Riporta per favore il passo sul movimento Se Acabó, partendo dalle parole "Per chiudere col" e fermandoti dopo "pronta ad accoglierlo.". Ribattezza "Mondiale" in "Europeo".

Estratto del documento →
#####

Per chiudere col Carnaval do Brasil seguito alle dimissioni di Rubiales, traduco male questo articolo de El País, scritto da Isabel Valdés e Ana Torres Menárguez, sul piccolo MeToo spagnolo sorto in seguito ai fatti del Mondiale: Se Acabó, che significa “è finita”, dunque “basta così”. Secondo le autrici, questo movimento si differenzia dall’originale perché “non si limita a denunciare”, e perché trova una società già sensibilizzata e pronta ad accoglierlo.

#####

Blocco dati →
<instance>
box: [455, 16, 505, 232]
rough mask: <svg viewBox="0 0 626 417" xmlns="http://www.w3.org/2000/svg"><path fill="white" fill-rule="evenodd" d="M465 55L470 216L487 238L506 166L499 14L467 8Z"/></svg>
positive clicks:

#####

Compito svolto →
Per chiudere col Carnaval do Brasil seguito alle dimissioni di Rubiales, traduco male questo articolo de El País, scritto da Isabel Valdés e Ana Torres Menárguez, sul piccolo MeToo spagnolo sorto in seguito ai fatti del Europeo: Se Acabó, che significa “è finita”, dunque “basta così”. Secondo le autrici, questo movimento si differenzia dall’originale perché “non si limita a denunciare”, e perché trova una società già sensibilizzata e pronta ad accoglierlo.